▽

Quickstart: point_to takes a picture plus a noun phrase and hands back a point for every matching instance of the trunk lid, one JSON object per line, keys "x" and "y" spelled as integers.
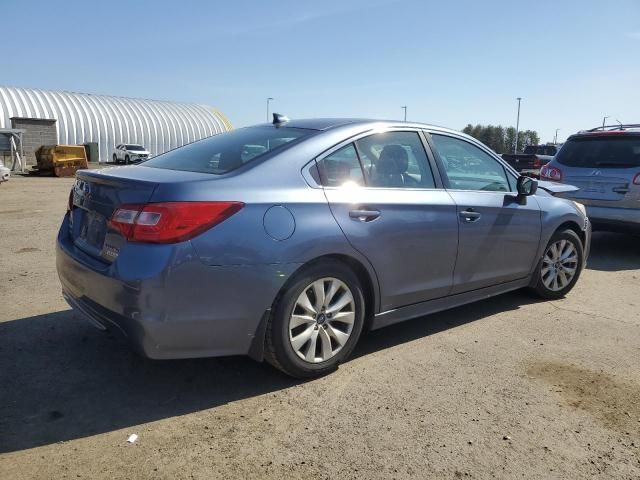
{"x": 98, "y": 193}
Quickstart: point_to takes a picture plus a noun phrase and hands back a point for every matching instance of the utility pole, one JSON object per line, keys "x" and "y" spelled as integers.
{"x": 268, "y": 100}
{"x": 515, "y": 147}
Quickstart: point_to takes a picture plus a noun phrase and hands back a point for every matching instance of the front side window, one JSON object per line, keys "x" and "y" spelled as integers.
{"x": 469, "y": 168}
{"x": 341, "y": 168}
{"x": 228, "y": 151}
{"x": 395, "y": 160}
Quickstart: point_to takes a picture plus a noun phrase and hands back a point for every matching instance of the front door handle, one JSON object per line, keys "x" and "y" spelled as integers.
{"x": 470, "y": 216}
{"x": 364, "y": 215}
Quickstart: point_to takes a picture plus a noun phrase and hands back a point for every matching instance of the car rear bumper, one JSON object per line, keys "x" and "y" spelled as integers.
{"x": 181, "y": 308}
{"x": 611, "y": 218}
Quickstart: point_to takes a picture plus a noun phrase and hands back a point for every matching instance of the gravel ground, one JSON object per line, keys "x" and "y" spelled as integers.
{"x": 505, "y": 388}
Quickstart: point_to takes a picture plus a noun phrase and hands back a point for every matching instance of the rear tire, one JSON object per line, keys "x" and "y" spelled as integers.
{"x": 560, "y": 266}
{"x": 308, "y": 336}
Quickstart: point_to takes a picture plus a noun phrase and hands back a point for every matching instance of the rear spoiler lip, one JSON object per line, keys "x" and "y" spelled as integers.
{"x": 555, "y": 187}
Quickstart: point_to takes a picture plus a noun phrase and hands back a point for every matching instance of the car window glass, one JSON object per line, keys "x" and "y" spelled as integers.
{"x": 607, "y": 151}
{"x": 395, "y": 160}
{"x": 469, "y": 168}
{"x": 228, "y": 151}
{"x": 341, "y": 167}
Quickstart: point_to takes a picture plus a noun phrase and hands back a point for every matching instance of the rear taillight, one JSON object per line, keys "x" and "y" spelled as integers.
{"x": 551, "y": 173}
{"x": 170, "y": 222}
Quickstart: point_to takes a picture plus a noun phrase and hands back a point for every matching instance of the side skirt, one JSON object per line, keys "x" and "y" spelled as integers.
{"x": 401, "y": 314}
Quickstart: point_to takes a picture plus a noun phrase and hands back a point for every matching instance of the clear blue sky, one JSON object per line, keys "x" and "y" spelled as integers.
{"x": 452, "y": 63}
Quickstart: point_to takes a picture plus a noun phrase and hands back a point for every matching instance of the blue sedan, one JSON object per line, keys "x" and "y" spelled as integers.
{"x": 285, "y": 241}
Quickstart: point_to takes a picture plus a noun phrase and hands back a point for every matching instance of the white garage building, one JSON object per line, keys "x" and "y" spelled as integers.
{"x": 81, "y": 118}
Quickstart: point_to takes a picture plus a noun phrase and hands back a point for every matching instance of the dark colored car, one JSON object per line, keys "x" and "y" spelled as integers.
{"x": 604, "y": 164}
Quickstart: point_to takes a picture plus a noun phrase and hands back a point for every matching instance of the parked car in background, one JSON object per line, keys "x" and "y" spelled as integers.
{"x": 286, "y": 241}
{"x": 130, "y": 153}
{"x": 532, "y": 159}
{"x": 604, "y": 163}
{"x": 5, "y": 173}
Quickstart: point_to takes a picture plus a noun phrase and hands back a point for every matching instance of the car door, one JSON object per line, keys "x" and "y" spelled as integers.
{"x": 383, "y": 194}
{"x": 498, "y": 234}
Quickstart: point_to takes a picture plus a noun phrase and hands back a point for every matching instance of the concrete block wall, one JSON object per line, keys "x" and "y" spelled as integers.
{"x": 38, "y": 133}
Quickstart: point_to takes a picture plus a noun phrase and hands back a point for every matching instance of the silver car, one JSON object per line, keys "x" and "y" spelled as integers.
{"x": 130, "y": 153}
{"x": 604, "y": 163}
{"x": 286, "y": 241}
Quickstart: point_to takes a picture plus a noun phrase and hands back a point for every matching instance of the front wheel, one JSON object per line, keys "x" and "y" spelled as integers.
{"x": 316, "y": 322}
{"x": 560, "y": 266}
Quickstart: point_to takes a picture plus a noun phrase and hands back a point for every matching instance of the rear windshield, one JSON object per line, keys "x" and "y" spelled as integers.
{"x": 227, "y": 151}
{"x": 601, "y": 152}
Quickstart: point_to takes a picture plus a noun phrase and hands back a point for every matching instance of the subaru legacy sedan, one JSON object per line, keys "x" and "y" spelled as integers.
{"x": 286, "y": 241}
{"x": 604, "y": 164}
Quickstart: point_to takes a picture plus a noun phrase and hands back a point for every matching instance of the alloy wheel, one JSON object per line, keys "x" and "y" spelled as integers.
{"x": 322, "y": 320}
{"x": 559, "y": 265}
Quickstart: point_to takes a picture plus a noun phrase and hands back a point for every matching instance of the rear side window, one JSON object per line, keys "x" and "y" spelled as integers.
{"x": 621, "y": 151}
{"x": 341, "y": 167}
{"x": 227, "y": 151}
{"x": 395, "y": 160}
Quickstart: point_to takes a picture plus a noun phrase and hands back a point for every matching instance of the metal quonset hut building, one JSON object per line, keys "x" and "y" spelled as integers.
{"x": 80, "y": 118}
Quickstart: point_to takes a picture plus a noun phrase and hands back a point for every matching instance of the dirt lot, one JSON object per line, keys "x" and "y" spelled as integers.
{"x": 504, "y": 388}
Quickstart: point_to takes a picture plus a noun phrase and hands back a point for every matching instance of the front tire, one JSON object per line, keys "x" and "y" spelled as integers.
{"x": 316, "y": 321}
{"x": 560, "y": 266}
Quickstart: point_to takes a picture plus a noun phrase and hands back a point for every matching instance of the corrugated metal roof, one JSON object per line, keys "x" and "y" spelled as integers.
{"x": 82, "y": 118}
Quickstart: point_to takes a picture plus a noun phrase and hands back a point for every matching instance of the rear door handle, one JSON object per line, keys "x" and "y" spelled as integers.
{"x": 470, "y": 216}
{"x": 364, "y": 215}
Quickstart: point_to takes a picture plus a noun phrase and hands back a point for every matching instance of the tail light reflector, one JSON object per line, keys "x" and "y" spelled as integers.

△

§ Problem description
Turn all the items above into a numbered list, one line per number, with blank lines dropped and the pictures left out.

§ Finished task
1. Quickstart: point_to takes a picture plus a noun phrase and hands back a point for every matching instance of the trunk lid, one JSON object per line, keys "x" and "y" spelled as integers.
2. {"x": 98, "y": 193}
3. Quickstart: point_to takes a picture plus a noun phrase and hands back a point for every matching instance of the utility pole, one JSON object per line, keys "x" and "y" spelled as integers.
4. {"x": 268, "y": 100}
5. {"x": 515, "y": 147}
6. Quickstart: point_to takes a picture plus a noun phrase and hands back a point for every matching instance of the front side window, one JSON object per line, keys "x" and "y" spelled as integers.
7. {"x": 469, "y": 168}
8. {"x": 341, "y": 168}
9. {"x": 228, "y": 151}
10. {"x": 395, "y": 160}
11. Quickstart: point_to takes a picture plus a noun phrase and hands back a point for every matching instance of the front door handle, one JSON object per line, keys "x" and "y" spelled as integers.
12. {"x": 470, "y": 216}
13. {"x": 364, "y": 215}
14. Quickstart: point_to takes a picture plus a noun phrase and hands back a point for every matching instance of the car rear bumper, one JSON object per line, keys "x" and "y" spelled as integers.
15. {"x": 181, "y": 308}
16. {"x": 611, "y": 218}
17. Quickstart: point_to takes a picture plus a noun phrase and hands back a point for every matching instance of the gravel ground, one JSON object per line, keys "x" and "y" spelled as integers.
18. {"x": 505, "y": 388}
19. Quickstart: point_to takes a picture plus a noun phrase and hands back a point for every matching instance of the rear tire, one JSON object per line, keys "x" and "y" spelled as integers.
20. {"x": 560, "y": 266}
21. {"x": 308, "y": 336}
22. Quickstart: point_to takes a picture plus a noun phrase and hands back a point for every matching instance of the rear spoiler lip, one JSON object per line, keys "x" and "y" spelled as integers.
23. {"x": 555, "y": 187}
24. Quickstart: point_to takes a picture plus a noun phrase and hands back a point for every matching instance of the car window glass, one JSON object per line, keys "x" and "y" spelled as integers.
25. {"x": 607, "y": 151}
26. {"x": 395, "y": 160}
27. {"x": 469, "y": 168}
28. {"x": 228, "y": 151}
29. {"x": 341, "y": 167}
30. Quickstart: point_to takes a picture plus a noun phrase and hands back a point for every matching instance of the rear taillight, one JSON object per line, keys "x" and "y" spelled as integers.
31. {"x": 551, "y": 173}
32. {"x": 170, "y": 222}
33. Quickstart: point_to takes a picture plus a noun phrase and hands back a point for every matching instance of the side skirt, one JSON object per line, keys "x" and "y" spelled as integers.
34. {"x": 401, "y": 314}
35. Quickstart: point_to takes a picture plus a noun phrase and hands back a point for every matching instance of the clear blue sky, one JSON object per line, keys "x" and "y" spelled as integers.
36. {"x": 452, "y": 63}
37. Quickstart: point_to takes a picture plus a noun phrase and hands back a point for every matching instance of the blue sedan, one JSON object per line, keys "x" and "y" spelled as integers.
38. {"x": 285, "y": 241}
39. Quickstart: point_to takes a picture plus a noun phrase and hands back a point for every matching instance of the white garage building, one JSON object per line, keys "x" and "y" spelled as integers.
40. {"x": 81, "y": 118}
41. Quickstart: point_to takes a picture plus a noun phrase and hands back a point for every matching instance of the dark colored car, one JSON object per line, keys "x" and "y" spelled as integers.
42. {"x": 604, "y": 164}
43. Quickstart: point_to takes a picture plus a noun phrase and hands back a point for every matching instance of the parked car in background, one JSON object per line, keys "x" and "y" spelled as integers.
44. {"x": 286, "y": 241}
45. {"x": 130, "y": 153}
46. {"x": 532, "y": 159}
47. {"x": 604, "y": 163}
48. {"x": 5, "y": 173}
49. Quickstart: point_to takes a picture plus a noun phrase and hands back a point for every matching instance of the car door, one JSON object per line, keys "x" and "y" spelled as integers.
50. {"x": 383, "y": 194}
51. {"x": 498, "y": 234}
52. Quickstart: point_to takes a picture plus a noun phrase and hands back a point for every matching instance of the concrete block wall, one JSON object per line, keys "x" and "y" spelled as integers.
53. {"x": 38, "y": 133}
54. Quickstart: point_to takes a picture plus a noun phrase and hands back a point for every matching instance of the silver car, one JSON object per line, keys "x" and "y" spelled as integers.
55. {"x": 130, "y": 153}
56. {"x": 604, "y": 163}
57. {"x": 286, "y": 241}
58. Quickstart: point_to takes a picture plus a noun phrase and hands back a point for every matching instance of the front wheel, one JSON object per line, keys "x" and "y" spelled as integers.
59. {"x": 316, "y": 322}
60. {"x": 560, "y": 266}
61. Quickstart: point_to takes a picture plus a noun phrase and hands back a point for every matching instance of the rear windshield, one JSON object per line, keys "x" and "y" spelled as integers.
62. {"x": 227, "y": 151}
63. {"x": 601, "y": 152}
64. Quickstart: point_to takes a picture plus a noun phrase and hands back a point for every matching instance of the subaru legacy sedan, one JSON object per line, keys "x" and "y" spelled as integers.
65. {"x": 286, "y": 241}
66. {"x": 604, "y": 164}
67. Quickstart: point_to takes a picture plus a noun phrase and hands back a point for every matching instance of the alloy wheel, one JSON object per line, keys "x" and "y" spelled as integers.
68. {"x": 322, "y": 320}
69. {"x": 559, "y": 265}
70. Quickstart: point_to takes a picture plus a noun phrase and hands back a point for every matching instance of the rear side window, one JSON object per line, keys "x" and "y" spelled as integers.
71. {"x": 621, "y": 151}
72. {"x": 341, "y": 167}
73. {"x": 227, "y": 151}
74. {"x": 395, "y": 160}
75. Quickstart: point_to takes a picture plus a noun phrase and hands back a point for every matching instance of the metal quonset hut building, one JSON object per line, keys "x" and "y" spelled as integers.
76. {"x": 80, "y": 118}
77. Quickstart: point_to takes a picture plus a noun phrase and hands back a point for every matching instance of the dirt lot, one JSON object per line, keys "x" and "y" spelled as integers.
78. {"x": 504, "y": 388}
79. Quickstart: point_to takes a picture plus a noun phrase and hands back a point for every matching instance of the front tire, one JSON object per line, keys "x" and "y" spelled as integers.
80. {"x": 316, "y": 321}
81. {"x": 560, "y": 266}
82. Quickstart: point_to takes a picture plus a noun phrase and hands back a point for every matching instance of the corrugated metal roof, one JSON object per line, keys "x" and "y" spelled as integers.
83. {"x": 82, "y": 118}
84. Quickstart: point_to takes a picture plus a noun phrase and hands back a point for every matching instance of the rear door handle, one JSON object per line, keys "x" and "y" spelled as integers.
85. {"x": 470, "y": 216}
86. {"x": 364, "y": 215}
87. Quickstart: point_to takes a picture plus a noun phrase and hands back a point for every matching instance of the tail light reflector, one JSON object per line, keys "x" and "y" spelled as integers.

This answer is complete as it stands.